[Pointing and labeling entries]
****************************************

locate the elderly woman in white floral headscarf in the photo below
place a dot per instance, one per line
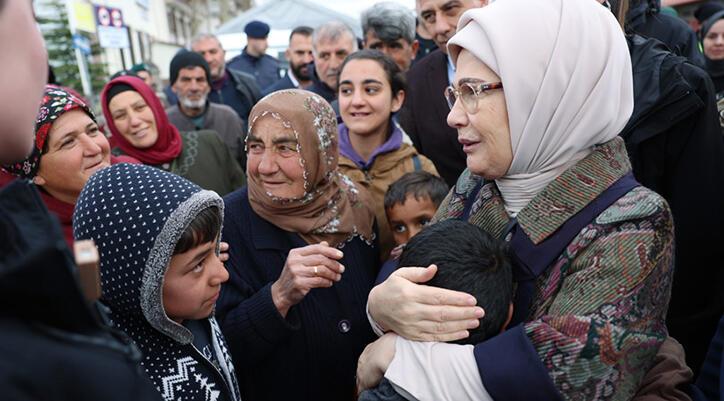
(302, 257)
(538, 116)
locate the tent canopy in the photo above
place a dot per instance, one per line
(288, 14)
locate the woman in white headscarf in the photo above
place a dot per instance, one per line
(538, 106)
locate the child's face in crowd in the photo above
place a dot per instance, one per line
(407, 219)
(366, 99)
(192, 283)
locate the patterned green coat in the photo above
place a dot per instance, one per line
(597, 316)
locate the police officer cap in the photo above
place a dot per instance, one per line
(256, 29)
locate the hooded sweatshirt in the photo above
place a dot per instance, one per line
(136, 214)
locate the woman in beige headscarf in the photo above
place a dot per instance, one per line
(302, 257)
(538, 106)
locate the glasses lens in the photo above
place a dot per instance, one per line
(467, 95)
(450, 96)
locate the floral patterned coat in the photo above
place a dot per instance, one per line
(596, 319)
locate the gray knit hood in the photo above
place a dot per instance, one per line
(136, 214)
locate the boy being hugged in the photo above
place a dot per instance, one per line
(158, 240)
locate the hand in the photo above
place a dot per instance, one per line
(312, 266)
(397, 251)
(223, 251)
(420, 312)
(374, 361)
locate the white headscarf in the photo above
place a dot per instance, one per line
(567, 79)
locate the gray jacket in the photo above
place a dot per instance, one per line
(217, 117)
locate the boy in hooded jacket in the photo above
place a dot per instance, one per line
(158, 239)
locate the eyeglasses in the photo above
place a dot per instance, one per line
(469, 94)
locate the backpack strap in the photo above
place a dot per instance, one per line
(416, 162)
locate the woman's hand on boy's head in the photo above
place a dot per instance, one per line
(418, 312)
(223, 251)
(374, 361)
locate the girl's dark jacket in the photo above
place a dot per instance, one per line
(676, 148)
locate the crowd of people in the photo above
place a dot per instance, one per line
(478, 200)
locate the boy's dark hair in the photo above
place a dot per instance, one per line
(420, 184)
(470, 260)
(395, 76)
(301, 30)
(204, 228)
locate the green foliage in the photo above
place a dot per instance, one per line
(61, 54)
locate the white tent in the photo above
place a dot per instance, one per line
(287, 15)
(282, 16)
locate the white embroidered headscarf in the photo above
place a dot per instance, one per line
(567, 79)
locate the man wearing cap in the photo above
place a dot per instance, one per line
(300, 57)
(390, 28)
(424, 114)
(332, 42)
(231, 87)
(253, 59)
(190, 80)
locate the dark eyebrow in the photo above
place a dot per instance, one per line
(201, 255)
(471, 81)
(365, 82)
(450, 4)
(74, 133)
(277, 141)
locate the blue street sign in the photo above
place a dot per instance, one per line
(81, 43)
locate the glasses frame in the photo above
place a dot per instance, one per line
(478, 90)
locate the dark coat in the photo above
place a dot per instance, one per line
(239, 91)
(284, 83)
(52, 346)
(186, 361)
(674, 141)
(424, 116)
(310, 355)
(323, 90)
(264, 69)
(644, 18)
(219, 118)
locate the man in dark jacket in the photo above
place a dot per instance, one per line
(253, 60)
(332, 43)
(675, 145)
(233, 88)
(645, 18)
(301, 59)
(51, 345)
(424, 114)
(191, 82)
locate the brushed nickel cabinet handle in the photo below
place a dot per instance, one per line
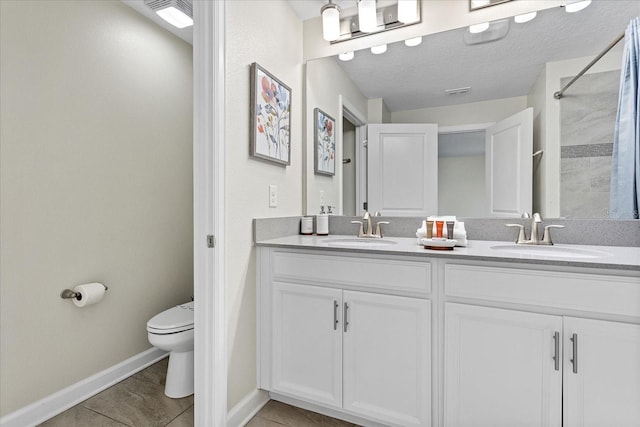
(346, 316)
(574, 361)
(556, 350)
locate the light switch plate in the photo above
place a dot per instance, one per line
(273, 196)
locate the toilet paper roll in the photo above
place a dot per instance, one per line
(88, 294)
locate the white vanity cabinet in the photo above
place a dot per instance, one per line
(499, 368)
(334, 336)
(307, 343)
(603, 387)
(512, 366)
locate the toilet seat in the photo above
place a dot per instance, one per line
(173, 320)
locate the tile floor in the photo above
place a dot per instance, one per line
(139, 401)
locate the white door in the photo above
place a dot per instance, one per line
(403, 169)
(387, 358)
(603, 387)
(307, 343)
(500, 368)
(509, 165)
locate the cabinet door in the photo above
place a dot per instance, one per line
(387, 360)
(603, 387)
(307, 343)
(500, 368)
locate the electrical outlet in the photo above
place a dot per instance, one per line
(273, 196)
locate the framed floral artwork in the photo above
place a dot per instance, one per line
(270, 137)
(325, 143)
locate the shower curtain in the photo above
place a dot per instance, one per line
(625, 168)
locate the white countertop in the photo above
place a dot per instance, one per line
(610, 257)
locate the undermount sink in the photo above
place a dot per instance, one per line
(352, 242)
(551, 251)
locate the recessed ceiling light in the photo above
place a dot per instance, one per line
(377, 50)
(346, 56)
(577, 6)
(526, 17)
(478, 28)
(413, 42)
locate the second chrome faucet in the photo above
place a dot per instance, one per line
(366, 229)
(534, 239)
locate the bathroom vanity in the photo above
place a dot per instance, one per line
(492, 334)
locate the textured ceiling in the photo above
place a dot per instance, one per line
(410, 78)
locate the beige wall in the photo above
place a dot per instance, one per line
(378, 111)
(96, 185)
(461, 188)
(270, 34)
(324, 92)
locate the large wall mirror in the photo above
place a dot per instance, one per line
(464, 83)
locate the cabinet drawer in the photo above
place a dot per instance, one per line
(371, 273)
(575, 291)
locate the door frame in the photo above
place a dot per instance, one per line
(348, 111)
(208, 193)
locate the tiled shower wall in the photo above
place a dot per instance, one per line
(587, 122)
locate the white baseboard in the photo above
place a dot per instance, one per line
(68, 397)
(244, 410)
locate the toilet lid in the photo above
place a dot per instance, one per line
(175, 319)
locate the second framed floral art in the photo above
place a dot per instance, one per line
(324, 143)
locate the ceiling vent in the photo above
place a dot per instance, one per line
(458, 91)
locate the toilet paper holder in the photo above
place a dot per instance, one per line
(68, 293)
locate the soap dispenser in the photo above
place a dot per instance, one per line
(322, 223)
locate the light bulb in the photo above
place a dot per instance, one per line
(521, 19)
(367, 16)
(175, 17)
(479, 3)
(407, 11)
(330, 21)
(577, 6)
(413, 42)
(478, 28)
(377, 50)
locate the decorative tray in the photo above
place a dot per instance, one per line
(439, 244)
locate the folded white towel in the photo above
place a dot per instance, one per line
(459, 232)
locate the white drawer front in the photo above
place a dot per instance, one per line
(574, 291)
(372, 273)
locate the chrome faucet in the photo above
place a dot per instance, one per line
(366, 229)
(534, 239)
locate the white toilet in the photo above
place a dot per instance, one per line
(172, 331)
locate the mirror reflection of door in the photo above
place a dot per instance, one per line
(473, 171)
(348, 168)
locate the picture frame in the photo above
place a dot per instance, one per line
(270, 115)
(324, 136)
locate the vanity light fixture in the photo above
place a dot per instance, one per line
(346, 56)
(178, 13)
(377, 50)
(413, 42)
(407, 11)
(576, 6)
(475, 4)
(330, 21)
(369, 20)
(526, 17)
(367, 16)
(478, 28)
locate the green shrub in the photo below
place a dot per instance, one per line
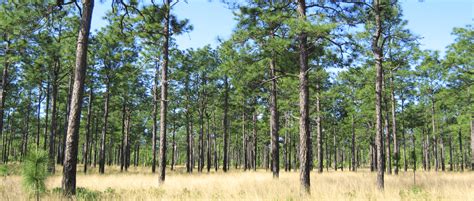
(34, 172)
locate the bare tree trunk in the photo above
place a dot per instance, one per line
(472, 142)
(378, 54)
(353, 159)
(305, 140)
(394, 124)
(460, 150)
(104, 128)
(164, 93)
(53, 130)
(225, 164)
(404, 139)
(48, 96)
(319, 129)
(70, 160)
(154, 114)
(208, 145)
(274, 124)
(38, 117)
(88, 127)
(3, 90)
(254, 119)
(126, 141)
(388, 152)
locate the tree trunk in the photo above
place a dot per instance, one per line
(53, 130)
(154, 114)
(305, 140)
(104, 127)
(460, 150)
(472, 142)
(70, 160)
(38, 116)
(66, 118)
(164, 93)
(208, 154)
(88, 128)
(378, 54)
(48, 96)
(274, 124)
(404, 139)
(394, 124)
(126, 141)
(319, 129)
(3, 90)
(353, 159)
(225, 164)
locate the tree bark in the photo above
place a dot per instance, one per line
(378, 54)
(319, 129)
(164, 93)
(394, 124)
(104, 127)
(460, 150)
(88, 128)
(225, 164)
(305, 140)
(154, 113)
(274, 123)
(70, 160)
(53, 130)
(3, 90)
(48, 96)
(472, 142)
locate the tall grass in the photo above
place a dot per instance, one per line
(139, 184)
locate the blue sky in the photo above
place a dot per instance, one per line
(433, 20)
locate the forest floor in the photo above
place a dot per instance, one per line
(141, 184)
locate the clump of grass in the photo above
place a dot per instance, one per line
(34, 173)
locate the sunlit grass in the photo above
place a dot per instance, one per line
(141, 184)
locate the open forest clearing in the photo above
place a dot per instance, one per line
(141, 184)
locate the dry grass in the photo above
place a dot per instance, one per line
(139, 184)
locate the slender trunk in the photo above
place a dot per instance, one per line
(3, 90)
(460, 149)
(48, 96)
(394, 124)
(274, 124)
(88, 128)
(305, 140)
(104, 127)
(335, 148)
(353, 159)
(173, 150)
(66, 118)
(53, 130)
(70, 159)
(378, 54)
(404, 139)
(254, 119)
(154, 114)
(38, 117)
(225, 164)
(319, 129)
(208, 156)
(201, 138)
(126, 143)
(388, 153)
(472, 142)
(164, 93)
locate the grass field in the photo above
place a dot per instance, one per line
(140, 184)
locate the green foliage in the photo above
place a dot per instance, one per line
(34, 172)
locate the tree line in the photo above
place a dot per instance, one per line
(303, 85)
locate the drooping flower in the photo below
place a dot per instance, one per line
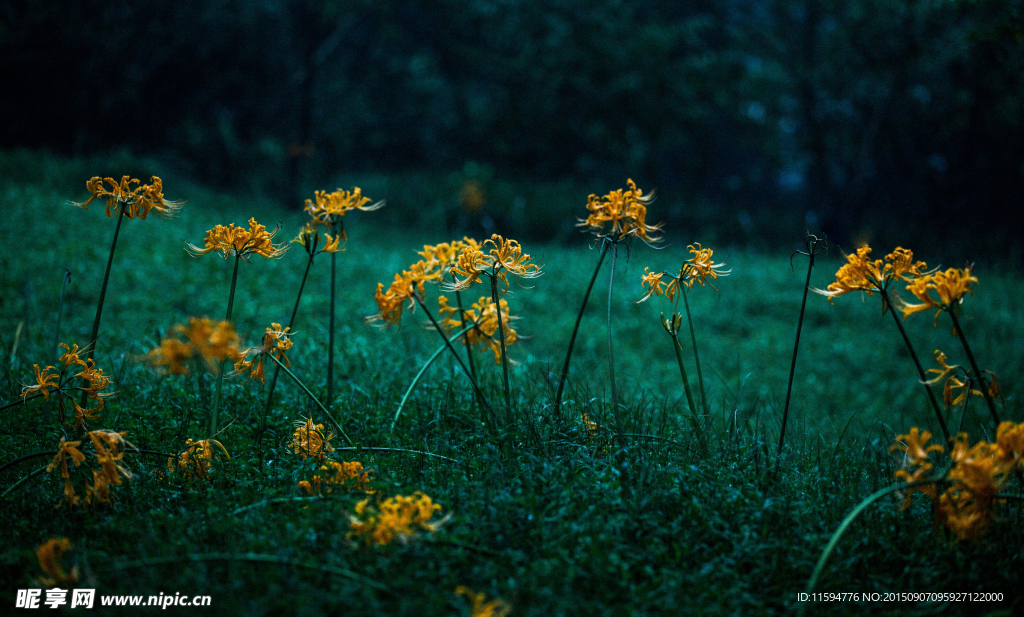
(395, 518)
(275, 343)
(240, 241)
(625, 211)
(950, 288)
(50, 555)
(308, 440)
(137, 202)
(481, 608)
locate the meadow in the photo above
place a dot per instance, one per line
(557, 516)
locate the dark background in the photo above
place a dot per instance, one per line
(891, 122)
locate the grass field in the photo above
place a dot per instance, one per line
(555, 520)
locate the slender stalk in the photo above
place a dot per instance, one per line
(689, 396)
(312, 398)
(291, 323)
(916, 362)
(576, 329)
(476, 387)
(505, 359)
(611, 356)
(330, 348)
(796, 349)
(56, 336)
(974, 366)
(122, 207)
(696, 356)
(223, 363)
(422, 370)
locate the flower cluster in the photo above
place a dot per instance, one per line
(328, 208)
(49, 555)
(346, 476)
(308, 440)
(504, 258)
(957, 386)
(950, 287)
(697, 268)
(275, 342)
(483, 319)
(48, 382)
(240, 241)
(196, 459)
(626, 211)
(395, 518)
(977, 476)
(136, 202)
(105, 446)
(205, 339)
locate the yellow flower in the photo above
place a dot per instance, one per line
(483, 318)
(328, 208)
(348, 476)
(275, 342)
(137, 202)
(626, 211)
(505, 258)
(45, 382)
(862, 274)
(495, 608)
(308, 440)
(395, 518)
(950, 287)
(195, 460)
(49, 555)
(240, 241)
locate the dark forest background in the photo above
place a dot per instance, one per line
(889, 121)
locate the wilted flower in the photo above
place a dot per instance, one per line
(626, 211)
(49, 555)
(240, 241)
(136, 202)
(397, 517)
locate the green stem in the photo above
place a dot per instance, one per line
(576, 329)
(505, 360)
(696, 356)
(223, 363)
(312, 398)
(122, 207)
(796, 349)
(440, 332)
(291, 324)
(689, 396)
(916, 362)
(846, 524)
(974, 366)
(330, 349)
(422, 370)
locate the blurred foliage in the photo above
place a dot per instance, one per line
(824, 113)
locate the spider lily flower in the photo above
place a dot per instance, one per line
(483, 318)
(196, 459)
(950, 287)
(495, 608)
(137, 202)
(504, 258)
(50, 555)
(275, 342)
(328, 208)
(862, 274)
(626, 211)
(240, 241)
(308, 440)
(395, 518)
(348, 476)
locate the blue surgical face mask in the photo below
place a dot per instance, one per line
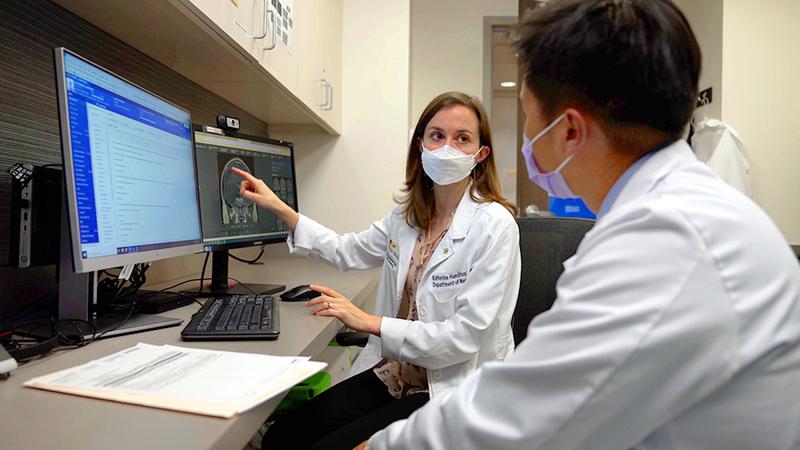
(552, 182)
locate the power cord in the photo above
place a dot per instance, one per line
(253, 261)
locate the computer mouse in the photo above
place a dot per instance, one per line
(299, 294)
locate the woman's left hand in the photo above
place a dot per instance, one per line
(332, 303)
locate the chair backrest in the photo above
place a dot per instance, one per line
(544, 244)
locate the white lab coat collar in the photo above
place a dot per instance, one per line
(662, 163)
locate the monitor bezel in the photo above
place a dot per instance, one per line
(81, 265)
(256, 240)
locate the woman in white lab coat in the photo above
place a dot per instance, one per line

****************************************

(WORK TO DO): Copy out the entries verbatim, from the line containing "locate the chair backrest in the photo above" through the end of the entries.

(RESULT FOR THIS TASK):
locate the chair backrest in the photo above
place a dot per instance, one per line
(544, 244)
locate the white lab coat collar in the photo above
place a dot per instance, one per line
(662, 163)
locate the monitor bezel in the photo above
place a dot per instance, one per line
(81, 265)
(256, 240)
locate the woman in white lab coat in the photo above
place a dot per instance, one per line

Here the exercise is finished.